Selected excerpt>
%%

My father would tell us about the clever dog who rescued a family from a burning house in the middle of the night. First, Rover woke up Dad, who unfortunately rushed outside before he realised that Mum wasn’t with him. But all was well; for in a few moments Rover appeared leading Mum to safety. Then Mum and Dad both got frantic because the baby was still somewhere in the flames. However, brave Rover turned up a third time, carrying Baby safely in his mouth. (“Still asleep,” my father used to add.) Then Rover himself disappeared
Tears and mutual comforting until once again this marvellous dog came staggering out of the house just as the roof fell in, carrying a rough sort of parcel which he laid at his master’s feet. And when Dad opened it, there safe and sound was the fire insurance policy and the premium receipts, all wrapped up in a wet teatowel.
Well, there’s a clever dog for you, and of course there’s no end of jokes about all sorts of animals. But have you ever noticed that in the wider sense of animal stories—the ones about how clever or almost human they are or their captivating ways—have you ever noticed that there’s one animal who hardly ever gets a mention at all?
It’s the cow. Yes. The cow. And it’s very odd, because in a country like ours with more than two million dairy cows, you’d expect to find any number of first-class cow stories. But no. We just ignore the ways of cows and go on reading stories about dogs, horses, lions, elephants, foxes, whales, wolves, otters and so on. Some even get whole books written about them while poor old Buttercup hardly gets a mention. I wonder why? I suppose it’s quite true that most cows are pretty solid, stolid kind of creatures (like most human beings for that matter), but some at least are individuals and I’m happy to say that once we owned several of them.

%%

Short problem 1>
In the passage, what did the parcel that Rover laid at his master's feet contain?
Short problem 2>
List the animals that, according to the passage, people go on reading stories about instead of cows.
Short problem 3>
Print the passage from "My father would" up to and including "a wet teatowel.".
The listing that comes next is separate material and has no connection to the passage.

Data block>
%%

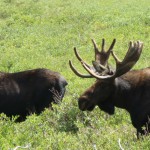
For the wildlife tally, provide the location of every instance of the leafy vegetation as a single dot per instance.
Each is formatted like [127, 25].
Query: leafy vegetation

%%

Exercise answer 1>
The fire insurance policy and the premium receipts, wrapped in a wet teatowel.

Exercise answer 2>
Dogs, horses, lions, elephants, foxes, whales, wolves and otters.

Exercise answer 3>
My father would tell us about the clever dog who rescued a family from a burning house in the middle of the night. First, Rover woke up Dad, who unfortunately rushed outside before he realised that Mum wasn’t with him. But all was well; for in a few moments Rover appeared leading Mum to safety. Then Mum and Dad both got frantic because the baby was still somewhere in the flames. However, brave Rover turned up a third time, carrying Baby safely in his mouth. (“Still asleep,” my father used to add.) Then Rover himself disappeared
Tears and mutual comforting until once again this marvellous dog came staggering out of the house just as the roof fell in, carrying a rough sort of parcel which he laid at his master’s feet. And when Dad opened it, there safe and sound was the fire insurance policy and the premium receipts, all wrapped up in a wet teatowel.